* Stated goal 1: From the rows below, filter out and copy every line that contains the string "people", treating case as significant.

___ Extract provided

Ratoff’s The Heat’s On (1943) was Mae West’s last film for 27 years; he had played opposite her 10 years earlier in I’m No Angel. Something to Shout About (1943), a backstage musical with Don Ameche and Janet Blair, was not well received, though Irish Eyes Are Smiling (1944) was a passable biopic about composer Ernest R. Ball. In 1944 Ratoff directed Song of Russia, a World War II romantic drama about a touring concert pianist (Robert Taylor) who falls in love with a peasant (Susan Peters). The film, which some argued was pro-communism, landed screenwriters Paul Jarrico and Richard Collins in difficulty with the House Un-American Activities Committee a few years later. Where Do We Go from Here? (1945) was a wild musical fantasy about a genie who whisks Fred MacMurray through various conflicts in American history (with songs provided by Ira Gershwin and Kurl Weill), whereas Paris Underground (1945) was a solid drama in which prisoner-of-war internees (Constance Bennett and Gracie Fields) help run a resistance movement.

Although Ratoff had limited success with musicals, he continued to work in the genre. Do You Love Me (1946) featured Dick Haymes as a singer who woos the dean of a music school (Maureen O’Hara), and Haymes returned for Carnival in Costa Rica (1947), which also starred Vera-Ellen. In 1947 Ratoff turned to murder mysteries with Moss Rose (1947), a thriller set in turn-of-the-century London; Peggy Cummins played a chorus girl who suspects a wealthy man (Victor Mature) of killing her roommate. Ratoff’s period drama about the 18th-century magician Cagliostro, Black Magic (1949), was even better, with lead actor Orson Welles codirecting it uncredited.

Return to acting

After having acted in only two films in the 1940s, Ratoff returned to the screen in 1950 with Darryl F. Zanuck’s All About Eve, a drama starring Bette Davis, and Operation X (originally called My Daughter Joy), which he also directed; the latter starred Cummins as the daughter of a tycoon (Edward G. Robinson). Ratoff helmed several more films—including Abdullah’s Harem (1955) and Oscar Wilde (1960), his last directing credit—but by then his interest had shifted back to acting. He appeared in such notable movies as The Sun Also Rises (1957) and Exodus (1960) before his death from leukemia.

______
___ Provided information

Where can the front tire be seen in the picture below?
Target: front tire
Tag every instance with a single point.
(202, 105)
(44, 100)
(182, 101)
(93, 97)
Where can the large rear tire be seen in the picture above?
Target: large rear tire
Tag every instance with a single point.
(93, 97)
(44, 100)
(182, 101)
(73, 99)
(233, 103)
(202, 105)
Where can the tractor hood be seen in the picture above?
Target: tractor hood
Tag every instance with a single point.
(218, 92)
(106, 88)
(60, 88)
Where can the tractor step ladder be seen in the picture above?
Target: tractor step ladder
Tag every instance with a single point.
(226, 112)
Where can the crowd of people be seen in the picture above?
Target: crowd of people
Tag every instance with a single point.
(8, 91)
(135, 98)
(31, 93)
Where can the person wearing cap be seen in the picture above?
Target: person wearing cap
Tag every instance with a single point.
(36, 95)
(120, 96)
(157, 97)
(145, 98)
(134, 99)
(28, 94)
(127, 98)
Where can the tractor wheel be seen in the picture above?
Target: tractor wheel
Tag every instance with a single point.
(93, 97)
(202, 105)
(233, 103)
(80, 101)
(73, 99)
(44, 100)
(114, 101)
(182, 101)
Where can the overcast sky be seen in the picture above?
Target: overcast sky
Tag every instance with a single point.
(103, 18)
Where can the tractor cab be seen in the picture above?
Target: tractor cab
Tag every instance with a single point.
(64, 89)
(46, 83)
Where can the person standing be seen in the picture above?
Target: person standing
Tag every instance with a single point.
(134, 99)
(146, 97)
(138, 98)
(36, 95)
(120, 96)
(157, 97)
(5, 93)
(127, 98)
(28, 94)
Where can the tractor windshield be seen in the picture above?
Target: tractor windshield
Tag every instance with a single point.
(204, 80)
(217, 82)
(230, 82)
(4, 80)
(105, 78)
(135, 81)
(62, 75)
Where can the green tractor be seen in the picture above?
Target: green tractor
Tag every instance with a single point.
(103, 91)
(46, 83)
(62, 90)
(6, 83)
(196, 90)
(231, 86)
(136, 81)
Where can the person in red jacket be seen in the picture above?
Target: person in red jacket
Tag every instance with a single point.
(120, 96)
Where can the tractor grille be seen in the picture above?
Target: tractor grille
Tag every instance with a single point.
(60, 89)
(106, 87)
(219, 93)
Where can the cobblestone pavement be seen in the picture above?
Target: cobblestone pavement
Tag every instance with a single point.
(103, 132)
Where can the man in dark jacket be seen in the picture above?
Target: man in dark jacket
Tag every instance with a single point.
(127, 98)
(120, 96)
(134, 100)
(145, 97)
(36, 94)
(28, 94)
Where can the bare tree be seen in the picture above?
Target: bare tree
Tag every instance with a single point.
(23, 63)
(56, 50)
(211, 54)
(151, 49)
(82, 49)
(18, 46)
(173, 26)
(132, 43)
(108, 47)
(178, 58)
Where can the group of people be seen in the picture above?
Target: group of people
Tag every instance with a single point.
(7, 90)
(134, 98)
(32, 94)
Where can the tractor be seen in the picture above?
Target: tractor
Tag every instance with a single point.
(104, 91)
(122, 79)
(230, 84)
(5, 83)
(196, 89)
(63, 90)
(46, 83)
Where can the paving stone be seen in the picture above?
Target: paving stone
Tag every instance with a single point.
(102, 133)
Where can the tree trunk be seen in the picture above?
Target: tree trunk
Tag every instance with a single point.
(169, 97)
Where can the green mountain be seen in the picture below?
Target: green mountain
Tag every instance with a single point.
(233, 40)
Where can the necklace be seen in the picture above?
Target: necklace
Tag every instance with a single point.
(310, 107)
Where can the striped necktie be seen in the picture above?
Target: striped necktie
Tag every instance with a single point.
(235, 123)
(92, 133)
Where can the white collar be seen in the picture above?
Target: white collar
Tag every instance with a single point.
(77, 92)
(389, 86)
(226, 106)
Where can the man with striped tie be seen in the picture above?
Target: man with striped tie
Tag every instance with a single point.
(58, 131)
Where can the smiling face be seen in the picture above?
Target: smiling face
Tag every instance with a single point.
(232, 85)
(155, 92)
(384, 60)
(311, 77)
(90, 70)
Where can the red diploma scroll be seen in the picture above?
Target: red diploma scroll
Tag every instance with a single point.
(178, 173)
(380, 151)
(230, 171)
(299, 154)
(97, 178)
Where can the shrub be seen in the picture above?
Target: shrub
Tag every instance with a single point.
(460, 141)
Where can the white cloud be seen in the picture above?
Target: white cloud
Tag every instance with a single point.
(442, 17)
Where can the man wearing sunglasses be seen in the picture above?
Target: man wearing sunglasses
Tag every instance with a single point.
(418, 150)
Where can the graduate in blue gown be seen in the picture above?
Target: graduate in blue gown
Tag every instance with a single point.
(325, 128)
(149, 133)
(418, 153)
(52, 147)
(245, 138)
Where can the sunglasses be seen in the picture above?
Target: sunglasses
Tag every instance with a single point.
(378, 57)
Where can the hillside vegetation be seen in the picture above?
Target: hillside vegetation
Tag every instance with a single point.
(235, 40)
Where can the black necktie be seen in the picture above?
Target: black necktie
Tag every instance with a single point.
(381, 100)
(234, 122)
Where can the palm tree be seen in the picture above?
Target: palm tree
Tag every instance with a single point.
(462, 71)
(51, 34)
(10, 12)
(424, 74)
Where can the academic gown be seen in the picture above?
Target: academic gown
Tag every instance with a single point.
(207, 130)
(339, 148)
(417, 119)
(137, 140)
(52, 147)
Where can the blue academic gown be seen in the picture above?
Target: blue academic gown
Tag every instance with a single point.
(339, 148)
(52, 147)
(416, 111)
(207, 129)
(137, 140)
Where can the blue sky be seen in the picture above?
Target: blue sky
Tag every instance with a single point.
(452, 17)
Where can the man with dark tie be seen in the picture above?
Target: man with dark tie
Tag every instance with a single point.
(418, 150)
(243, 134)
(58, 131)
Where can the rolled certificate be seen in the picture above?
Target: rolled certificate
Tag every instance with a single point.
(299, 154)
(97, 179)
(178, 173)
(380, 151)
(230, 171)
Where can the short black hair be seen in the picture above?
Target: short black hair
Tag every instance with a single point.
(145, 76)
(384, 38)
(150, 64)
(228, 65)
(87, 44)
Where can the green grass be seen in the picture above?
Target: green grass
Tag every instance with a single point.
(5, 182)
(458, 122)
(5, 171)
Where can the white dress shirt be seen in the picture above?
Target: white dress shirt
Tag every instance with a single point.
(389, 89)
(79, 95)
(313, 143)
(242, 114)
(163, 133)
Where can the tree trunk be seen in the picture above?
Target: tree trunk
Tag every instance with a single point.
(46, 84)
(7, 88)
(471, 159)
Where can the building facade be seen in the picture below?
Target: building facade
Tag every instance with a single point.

______

* Stated goal 2:
Using the passage on Ratoff's films above, answer the following:
(a) Which 1943 film was Mae West's last for 27 years?
(b) Who codirected Black Magic without credit?
(c) Which film was Ratoff's last directing credit?

* Written answer 1:
Where can the crowd of people be seen in the picture above?
Target: crowd of people
Where can the group of people be seen in the picture above?
Target: group of people

* Written answer 2:
(a) The Heat's On
(b) Orson Welles, the film's lead actor
(c) Oscar Wilde (1960)